For each post in the forum thread about the Mirka sander, list the poster name and the date shown in the post heading, in order.
====== Source extract ======
# Curious about this Mirka sander



## PaintSlave (Jan 9, 2011)

I'm wondering if this
http://www.ebay.com/itm/Mirka-MR-3SGV-3-in-Self-Gen-Vacuum-Finish-Sander-3-32-2-5mm-orbit-Qty-1-/270968737340?_trksid=p5197.m1992&_trkparms=aid%3D111000%26algo%3DREC.CURRENT%26ao%3D1%26asc%3D14%26meid%3D1771997316622769241%26pid%3D100015%26prg%3D1006%26rk%3D1%26

Would work with this?
http://www.ebay.com/itm/Pure-Energy-72-3000-PSI-Compressed-Air-Tank-With-Remote-/261092540492?pt=LH_DefaultDomain_0&hash=item3cca54004c


Would this be completely dustless?
What kind of tank can I use or can I even use a tank? 
Looking for a cordless dust free sanding machine or tool...No electric cord i mean...


----------



## Schmidt & Co. (Nov 6, 2008)

Why not just go electric? I guess I'm not following you with the air version sander. It seems to me adding the air is one more thing you wouldn't need.


----------



## PaintSlave (Jan 9, 2011)

Working on a busy sales floor of a grocery store. The electric cord is a tripping hazard. I need something small for working on scissor lifts and ladders.


----------



## Workaholic (Apr 17, 2007)

Does the scissor have an outlet around the control panel? Some have outlets and compressor air lines with a small compressor. 

What are you sanding? 

Completely dustless? I would say in the 90%+ range. I don't own a Mirka but I have heard others say they kick out a little more dust than say Festool which I rate at about 95-99% depending on the sanding surface and operator.
====== Dataset extract ======
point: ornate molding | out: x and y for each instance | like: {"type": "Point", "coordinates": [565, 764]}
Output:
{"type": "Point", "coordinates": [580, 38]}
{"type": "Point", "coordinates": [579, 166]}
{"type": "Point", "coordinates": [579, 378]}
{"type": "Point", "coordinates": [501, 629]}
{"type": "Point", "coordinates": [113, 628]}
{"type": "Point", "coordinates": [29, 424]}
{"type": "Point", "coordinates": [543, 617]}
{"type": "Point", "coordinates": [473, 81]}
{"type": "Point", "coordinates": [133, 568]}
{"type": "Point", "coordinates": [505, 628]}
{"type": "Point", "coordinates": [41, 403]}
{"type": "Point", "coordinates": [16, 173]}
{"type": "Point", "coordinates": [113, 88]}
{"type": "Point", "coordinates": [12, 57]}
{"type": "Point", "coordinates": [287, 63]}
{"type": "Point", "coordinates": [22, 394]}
======
Task result:
1. PaintSlave, Jan 9, 2011
2. Schmidt & Co., Nov 6, 2008
3. PaintSlave, Jan 9, 2011
4. Workaholic, Apr 17, 2007